Exercises
a) In the piece on the new generation of Los Angeles rabbis, write down everything from "This impulse takes" down to "Chasen took over." word for word.
b) Turn the paragraph in the piece on the new generation of Los Angeles rabbis that opens with "On the level of prayer" into a short list that keeps its main facts.

Exercise passage
··········

Many of the rabbis who recently have taken over spoke of themselves more as fun-loving counselors and less as the towering stentorian figures of old.

“I grew up in a generation where if the rabbi wasn’t God, he was pretty darn close,” said Mark Diamond, executive vice president of the Board of Rabbis of Southern California. “We have rabbis today who want to bring the congregation closer together.”

This impulse takes on many forms. At Valley Beth Shalom, Feinstein said he plans to renovate the main sanctuary and bring down the pulpit from on high, creating more of a “theater in the round.”

On the level of prayer, responsive readings have been dropped in favor of communal sing-alongs: Wolpe, who took over Sinai Temple seven years ago, helped create the now famous Friday Night Live service, to which a rock band comes to make the prayers more approachable for young people. That idea has sparked imitators across town: Shabbos Fest appeared at Valley Beth Shalom, and Shabbat Alive was launched at Leo Baeck Temple two years ago, after Rabbi Ken Chasen took over.

“The essence of spiritual life today is tending to be less formal and more connected to daily life and personal challenges,” said Rabbi Isaac Jeret, who took over at Congregation Ner Tamid in July.

David Kaufman, a professor of Jewish history at the L.A. campus of the Hebrew Union College-Jewish Institute of Religion, said that becoming involved more personally in the lives of congregants has made for cutbacks in other areas. Kaufman said the younger rabbis have focused less time and energy to focus on the social justice and civil rights causes that made an earlier generation of California rabbis famous. The big L.A. synagogues all have active social justice campaigns. But Kaufman, an expert on synagogue movements, said: “It’s no longer the heart and soul of their rabbinate. It’s much more about serving personal religious needs.”

Not everyone agrees that there has been any uniform change across L.A. In interviews, the older rabbis were more likely to paint a picture of unchanging transition. “Rabbis still have to give sermons. They still do weddings and funerals,” said Zelden, who founded Stephen S. Wise Temple 41 years ago and stepped aside three years ago. “I don’t think there are many big differences in style.”

The transitions at many synagogues were designed to reduce any big shocks. At all the biggest synagogues, the new senior rabbi had worked under his predecessor for many years. At Stephen S. Wise, which has 3,500 member families, Zelden’s successor, Eli Herscher, worked at the synagogue for 30 years before taking over.

Still, the changes are evident when one walks into most synagogues in which the younger generation of rabbis has taken charge. Rabbi Jonathan Bernhard, who is in the process of assuming leadership at the Conservative congregation Adat Ariel, said that his predecessor meticulously wrote down all his sermons before coming to synagogue. Bernhard said that when he went through the religious seminary, “we were encouraged to write as little down as was humanly possible.”

··········

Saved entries
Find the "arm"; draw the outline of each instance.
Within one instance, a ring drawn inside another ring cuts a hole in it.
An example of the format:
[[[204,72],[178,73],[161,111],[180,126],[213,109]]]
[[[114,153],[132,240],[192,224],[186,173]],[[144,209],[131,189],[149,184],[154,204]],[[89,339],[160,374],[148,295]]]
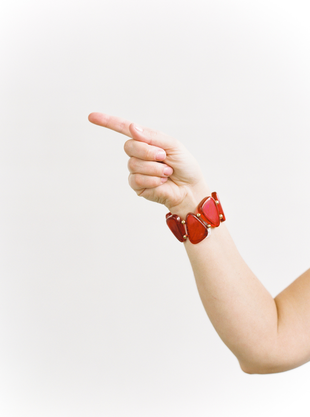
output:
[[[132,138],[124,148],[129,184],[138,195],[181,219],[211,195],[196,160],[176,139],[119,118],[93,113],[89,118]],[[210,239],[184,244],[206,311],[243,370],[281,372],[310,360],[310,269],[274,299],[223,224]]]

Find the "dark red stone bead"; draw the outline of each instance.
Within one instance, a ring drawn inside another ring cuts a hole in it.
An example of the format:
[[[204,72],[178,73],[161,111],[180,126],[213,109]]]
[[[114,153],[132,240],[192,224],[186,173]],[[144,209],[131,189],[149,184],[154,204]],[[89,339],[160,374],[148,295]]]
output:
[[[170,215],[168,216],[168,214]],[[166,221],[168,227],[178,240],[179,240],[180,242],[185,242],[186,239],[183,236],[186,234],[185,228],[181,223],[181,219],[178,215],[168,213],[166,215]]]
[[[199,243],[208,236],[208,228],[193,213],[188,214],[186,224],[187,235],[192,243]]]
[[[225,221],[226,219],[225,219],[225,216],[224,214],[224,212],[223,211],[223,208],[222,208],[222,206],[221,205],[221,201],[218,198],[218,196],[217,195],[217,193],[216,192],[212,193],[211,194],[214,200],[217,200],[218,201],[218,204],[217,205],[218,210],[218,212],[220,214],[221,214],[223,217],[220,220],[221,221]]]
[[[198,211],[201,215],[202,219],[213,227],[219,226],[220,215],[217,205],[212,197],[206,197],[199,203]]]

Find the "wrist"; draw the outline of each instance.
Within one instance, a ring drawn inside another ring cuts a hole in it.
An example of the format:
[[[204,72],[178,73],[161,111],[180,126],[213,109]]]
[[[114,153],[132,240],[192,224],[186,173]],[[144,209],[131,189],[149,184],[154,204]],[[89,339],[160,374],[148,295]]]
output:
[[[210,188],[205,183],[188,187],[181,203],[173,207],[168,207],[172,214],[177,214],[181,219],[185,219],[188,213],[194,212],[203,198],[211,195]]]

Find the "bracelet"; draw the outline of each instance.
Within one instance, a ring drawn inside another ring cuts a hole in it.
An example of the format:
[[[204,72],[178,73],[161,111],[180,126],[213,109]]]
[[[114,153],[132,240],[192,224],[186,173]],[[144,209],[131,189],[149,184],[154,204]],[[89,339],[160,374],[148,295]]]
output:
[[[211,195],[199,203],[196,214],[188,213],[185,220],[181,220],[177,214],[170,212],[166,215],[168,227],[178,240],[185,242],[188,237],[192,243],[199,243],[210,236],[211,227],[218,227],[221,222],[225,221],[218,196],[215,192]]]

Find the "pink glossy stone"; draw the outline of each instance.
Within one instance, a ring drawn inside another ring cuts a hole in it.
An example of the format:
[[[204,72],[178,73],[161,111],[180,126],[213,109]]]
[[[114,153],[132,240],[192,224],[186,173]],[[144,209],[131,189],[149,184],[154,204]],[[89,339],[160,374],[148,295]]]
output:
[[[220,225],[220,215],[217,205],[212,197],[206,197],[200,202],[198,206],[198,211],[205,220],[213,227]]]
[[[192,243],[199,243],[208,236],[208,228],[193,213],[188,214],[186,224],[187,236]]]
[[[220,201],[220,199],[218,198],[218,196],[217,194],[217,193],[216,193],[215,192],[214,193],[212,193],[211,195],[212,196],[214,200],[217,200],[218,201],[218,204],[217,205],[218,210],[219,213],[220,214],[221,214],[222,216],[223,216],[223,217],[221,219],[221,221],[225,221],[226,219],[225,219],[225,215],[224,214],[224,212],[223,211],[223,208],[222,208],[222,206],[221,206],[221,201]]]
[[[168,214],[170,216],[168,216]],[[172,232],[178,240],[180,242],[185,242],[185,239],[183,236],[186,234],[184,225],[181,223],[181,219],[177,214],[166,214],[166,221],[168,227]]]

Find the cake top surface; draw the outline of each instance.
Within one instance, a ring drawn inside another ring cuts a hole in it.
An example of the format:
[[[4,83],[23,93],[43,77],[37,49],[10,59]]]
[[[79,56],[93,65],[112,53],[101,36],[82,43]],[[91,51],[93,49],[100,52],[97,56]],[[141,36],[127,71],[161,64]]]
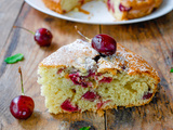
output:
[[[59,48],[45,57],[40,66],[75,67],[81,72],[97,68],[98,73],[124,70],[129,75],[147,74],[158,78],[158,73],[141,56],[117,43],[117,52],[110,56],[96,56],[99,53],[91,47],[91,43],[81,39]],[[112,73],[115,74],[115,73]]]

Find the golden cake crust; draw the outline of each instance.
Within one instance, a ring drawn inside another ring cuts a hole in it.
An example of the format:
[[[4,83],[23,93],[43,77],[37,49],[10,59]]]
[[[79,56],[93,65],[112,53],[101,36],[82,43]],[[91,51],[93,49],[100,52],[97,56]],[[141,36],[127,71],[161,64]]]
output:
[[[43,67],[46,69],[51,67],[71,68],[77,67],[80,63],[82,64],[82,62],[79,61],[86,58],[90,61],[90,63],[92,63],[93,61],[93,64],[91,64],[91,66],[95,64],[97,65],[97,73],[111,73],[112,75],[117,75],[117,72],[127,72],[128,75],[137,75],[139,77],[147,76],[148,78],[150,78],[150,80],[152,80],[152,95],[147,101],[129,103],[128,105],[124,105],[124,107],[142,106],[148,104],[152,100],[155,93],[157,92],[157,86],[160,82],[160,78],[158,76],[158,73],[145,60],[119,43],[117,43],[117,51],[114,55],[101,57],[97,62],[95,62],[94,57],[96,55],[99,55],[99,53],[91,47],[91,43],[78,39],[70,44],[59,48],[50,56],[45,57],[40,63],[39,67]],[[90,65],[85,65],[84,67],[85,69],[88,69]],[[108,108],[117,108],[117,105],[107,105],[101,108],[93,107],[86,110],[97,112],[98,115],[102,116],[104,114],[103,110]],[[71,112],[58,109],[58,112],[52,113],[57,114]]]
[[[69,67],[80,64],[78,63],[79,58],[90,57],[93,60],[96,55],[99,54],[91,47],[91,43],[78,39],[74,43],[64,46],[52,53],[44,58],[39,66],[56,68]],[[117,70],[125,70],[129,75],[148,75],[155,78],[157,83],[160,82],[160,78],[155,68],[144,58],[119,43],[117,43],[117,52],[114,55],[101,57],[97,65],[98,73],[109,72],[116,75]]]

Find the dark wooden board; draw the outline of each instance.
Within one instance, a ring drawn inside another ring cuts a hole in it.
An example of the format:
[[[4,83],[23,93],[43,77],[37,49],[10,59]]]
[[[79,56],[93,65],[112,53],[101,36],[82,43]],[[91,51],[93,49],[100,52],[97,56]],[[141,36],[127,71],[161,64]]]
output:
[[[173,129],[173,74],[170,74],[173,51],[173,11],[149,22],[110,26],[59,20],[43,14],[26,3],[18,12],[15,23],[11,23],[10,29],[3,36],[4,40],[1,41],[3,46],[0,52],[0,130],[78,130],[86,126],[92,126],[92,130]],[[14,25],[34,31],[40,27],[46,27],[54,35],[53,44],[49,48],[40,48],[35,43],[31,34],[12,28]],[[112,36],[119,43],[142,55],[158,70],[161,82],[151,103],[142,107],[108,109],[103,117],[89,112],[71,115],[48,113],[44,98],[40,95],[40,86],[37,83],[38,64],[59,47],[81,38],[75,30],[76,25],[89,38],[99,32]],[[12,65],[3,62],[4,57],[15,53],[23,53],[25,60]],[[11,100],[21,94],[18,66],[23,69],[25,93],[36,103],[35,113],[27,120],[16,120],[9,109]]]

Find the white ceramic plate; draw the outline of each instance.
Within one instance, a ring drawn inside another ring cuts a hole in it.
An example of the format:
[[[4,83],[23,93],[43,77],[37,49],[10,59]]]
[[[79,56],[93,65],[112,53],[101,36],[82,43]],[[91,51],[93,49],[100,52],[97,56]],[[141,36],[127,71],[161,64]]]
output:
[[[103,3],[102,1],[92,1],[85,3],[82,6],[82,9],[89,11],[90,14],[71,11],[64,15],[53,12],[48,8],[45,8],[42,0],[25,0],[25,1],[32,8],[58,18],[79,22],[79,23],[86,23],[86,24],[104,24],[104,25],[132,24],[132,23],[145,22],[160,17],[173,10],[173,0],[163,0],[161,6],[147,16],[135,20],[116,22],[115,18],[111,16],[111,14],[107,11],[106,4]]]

··········

Answers for the tasks
a)
This impulse takes on many forms. At Valley Beth Shalom, Feinstein said he plans to renovate the main sanctuary and bring down the pulpit from on high, creating more of a “theater in the round.”

On the level of prayer, responsive readings have been dropped in favor of communal sing-alongs: Wolpe, who took over Sinai Temple seven years ago, helped create the now famous Friday Night Live service, to which a rock band comes to make the prayers more approachable for young people. That idea has sparked imitators across town: Shabbos Fest appeared at Valley Beth Shalom, and Shabbat Alive was launched at Leo Baeck Temple two years ago, after Rabbi Ken Chasen took over.

b)
- Communal sing-alongs have replaced responsive readings.
- Wolpe took over Sinai Temple seven years ago. He helped create the Friday Night Live service, where a rock band makes prayers more approachable for young people.
- Other synagogues across town copied the idea:
  - Shabbos Fest at Valley Beth Shalom
  - Shabbat Alive at Leo Baeck Temple, launched two years ago after Rabbi Ken Chasen took over